» **REQUIRED WORK**
Take the line that contains "[trace] corrugated metal wall" as the first and the last line of the material as the final one; set down exactly the lines in that span.

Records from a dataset

====================

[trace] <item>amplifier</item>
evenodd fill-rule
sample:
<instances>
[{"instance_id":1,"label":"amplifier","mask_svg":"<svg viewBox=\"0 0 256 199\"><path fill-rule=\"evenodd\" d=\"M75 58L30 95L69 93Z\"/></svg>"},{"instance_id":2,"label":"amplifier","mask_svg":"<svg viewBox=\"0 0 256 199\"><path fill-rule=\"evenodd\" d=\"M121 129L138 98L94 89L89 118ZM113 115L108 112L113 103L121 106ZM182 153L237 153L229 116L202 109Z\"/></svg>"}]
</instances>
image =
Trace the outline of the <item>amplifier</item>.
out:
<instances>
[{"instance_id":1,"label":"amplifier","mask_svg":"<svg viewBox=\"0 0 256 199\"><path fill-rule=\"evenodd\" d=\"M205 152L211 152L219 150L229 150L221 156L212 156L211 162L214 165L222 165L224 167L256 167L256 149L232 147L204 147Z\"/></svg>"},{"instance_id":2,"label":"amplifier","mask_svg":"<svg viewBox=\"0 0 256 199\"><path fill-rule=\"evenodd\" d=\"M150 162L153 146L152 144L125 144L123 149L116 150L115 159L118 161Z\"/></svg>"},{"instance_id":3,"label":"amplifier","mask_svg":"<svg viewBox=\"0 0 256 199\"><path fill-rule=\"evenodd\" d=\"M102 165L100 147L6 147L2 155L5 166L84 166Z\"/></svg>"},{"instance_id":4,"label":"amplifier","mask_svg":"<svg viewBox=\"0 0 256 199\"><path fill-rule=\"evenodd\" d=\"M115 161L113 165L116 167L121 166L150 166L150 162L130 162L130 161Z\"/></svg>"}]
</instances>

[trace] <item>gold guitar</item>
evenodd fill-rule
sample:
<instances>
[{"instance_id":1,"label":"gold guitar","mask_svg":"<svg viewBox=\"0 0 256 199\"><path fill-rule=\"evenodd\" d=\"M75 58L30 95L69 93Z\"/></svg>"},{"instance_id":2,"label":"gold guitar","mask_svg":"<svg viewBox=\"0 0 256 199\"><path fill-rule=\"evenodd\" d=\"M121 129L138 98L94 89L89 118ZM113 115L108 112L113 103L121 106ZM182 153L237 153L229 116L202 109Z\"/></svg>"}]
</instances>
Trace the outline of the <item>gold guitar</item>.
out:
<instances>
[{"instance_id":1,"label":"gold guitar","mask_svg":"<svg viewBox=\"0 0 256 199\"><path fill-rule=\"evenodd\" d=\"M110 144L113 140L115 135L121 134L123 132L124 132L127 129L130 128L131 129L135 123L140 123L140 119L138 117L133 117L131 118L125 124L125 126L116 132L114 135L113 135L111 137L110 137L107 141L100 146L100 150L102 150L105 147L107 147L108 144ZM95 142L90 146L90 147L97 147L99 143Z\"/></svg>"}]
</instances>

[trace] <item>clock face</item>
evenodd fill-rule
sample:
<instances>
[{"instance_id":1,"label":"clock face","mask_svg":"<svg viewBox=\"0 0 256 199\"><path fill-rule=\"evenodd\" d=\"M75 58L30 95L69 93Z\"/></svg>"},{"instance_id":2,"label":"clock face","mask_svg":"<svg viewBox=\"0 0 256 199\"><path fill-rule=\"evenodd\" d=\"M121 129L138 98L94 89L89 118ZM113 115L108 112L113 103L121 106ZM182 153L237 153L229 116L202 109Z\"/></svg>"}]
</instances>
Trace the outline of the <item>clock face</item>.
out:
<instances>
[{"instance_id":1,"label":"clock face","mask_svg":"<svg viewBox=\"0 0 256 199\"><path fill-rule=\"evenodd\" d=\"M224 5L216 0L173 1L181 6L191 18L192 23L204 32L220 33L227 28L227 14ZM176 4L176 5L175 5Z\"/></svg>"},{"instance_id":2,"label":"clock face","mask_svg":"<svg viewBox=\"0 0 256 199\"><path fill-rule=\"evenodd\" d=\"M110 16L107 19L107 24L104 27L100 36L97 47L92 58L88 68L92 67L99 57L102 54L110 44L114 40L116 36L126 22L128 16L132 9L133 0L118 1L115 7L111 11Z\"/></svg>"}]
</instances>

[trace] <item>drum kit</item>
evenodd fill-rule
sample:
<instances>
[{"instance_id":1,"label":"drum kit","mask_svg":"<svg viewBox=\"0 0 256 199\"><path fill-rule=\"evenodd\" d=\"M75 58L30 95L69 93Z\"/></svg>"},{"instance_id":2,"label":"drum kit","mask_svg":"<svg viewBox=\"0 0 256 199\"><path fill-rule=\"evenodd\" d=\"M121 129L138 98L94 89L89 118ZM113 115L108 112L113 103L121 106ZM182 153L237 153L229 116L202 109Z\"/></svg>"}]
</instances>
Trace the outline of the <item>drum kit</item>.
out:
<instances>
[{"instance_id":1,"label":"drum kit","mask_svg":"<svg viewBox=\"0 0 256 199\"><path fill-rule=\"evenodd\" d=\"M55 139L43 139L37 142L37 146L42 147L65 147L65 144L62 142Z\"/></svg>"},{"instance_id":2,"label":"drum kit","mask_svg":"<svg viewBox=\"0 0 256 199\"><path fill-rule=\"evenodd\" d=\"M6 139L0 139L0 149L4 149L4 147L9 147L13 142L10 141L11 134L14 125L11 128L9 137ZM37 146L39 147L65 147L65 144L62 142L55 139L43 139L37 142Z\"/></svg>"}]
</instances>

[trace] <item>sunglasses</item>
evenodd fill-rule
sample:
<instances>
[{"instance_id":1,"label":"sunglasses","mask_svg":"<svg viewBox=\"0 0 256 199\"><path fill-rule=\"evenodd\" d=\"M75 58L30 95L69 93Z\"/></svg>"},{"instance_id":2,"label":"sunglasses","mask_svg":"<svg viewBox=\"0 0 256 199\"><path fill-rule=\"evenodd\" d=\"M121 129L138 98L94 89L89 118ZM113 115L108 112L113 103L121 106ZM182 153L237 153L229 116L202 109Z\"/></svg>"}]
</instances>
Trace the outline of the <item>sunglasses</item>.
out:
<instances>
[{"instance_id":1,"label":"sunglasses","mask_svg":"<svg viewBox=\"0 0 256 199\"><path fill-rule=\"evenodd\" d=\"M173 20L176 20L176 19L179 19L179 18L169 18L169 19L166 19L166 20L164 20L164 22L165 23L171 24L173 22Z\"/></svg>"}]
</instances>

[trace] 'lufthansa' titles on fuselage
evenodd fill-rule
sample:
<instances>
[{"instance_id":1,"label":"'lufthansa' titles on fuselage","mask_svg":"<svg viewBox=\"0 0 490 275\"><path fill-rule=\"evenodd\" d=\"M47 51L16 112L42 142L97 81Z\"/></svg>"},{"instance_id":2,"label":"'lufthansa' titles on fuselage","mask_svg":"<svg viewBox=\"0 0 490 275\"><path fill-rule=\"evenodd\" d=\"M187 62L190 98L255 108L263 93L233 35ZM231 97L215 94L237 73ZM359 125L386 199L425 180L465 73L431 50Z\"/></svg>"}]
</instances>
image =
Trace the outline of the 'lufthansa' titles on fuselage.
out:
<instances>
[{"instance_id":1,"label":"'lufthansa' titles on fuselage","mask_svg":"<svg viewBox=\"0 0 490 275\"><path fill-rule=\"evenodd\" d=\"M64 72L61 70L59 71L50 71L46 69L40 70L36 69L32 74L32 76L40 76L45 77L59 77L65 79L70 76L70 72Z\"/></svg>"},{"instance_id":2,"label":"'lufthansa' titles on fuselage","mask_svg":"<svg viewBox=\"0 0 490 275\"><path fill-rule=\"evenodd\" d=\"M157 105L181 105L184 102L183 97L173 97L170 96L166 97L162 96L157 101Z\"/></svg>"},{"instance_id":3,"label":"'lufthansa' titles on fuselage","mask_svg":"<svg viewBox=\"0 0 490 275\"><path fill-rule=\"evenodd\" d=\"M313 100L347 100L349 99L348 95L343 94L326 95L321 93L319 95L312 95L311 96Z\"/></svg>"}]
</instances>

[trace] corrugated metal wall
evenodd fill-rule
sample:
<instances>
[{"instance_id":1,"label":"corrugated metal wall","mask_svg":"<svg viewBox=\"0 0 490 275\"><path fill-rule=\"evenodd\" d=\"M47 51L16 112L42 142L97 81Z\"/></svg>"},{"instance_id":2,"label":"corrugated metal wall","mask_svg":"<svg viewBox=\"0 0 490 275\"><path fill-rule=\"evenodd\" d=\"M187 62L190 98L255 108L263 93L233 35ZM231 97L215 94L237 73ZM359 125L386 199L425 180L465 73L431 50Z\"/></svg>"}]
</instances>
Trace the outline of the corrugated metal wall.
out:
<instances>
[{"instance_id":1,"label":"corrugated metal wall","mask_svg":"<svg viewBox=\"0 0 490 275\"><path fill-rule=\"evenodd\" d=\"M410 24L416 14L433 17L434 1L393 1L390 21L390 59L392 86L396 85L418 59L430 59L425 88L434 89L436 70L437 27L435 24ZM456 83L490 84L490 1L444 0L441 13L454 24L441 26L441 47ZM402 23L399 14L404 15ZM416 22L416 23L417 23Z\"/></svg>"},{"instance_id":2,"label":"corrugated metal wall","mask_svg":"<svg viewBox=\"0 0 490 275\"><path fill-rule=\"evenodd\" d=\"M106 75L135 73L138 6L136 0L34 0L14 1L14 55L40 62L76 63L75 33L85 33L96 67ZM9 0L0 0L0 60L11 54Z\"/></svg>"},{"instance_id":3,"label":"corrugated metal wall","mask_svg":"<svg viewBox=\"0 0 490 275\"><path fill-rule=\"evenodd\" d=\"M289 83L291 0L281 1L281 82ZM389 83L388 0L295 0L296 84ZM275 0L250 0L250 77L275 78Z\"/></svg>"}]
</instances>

====================

» **FINISHED TASK**
[trace] corrugated metal wall
evenodd fill-rule
sample:
<instances>
[{"instance_id":1,"label":"corrugated metal wall","mask_svg":"<svg viewBox=\"0 0 490 275\"><path fill-rule=\"evenodd\" d=\"M47 51L16 112L42 142L97 81Z\"/></svg>"},{"instance_id":2,"label":"corrugated metal wall","mask_svg":"<svg viewBox=\"0 0 490 275\"><path fill-rule=\"evenodd\" d=\"M187 62L190 98L255 108L263 93L233 35ZM231 97L215 94L237 73ZM359 125L386 199L425 180L465 73L431 50Z\"/></svg>"}]
</instances>
Trace the outline of the corrugated metal wall.
out:
<instances>
[{"instance_id":1,"label":"corrugated metal wall","mask_svg":"<svg viewBox=\"0 0 490 275\"><path fill-rule=\"evenodd\" d=\"M410 24L416 14L433 17L434 1L393 1L390 21L390 59L392 86L396 85L418 59L430 59L425 88L434 89L436 70L437 27L435 24ZM456 83L490 84L490 1L444 0L441 13L454 24L441 26L441 47ZM402 23L399 14L404 15ZM416 22L416 23L417 23Z\"/></svg>"},{"instance_id":2,"label":"corrugated metal wall","mask_svg":"<svg viewBox=\"0 0 490 275\"><path fill-rule=\"evenodd\" d=\"M106 75L135 73L138 6L136 0L34 0L14 1L14 55L40 62L76 63L75 33L85 33L96 67ZM9 0L0 0L0 60L11 54Z\"/></svg>"},{"instance_id":3,"label":"corrugated metal wall","mask_svg":"<svg viewBox=\"0 0 490 275\"><path fill-rule=\"evenodd\" d=\"M289 83L291 0L281 1L281 82ZM389 83L388 0L295 0L296 84ZM275 0L250 0L250 77L275 78Z\"/></svg>"}]
</instances>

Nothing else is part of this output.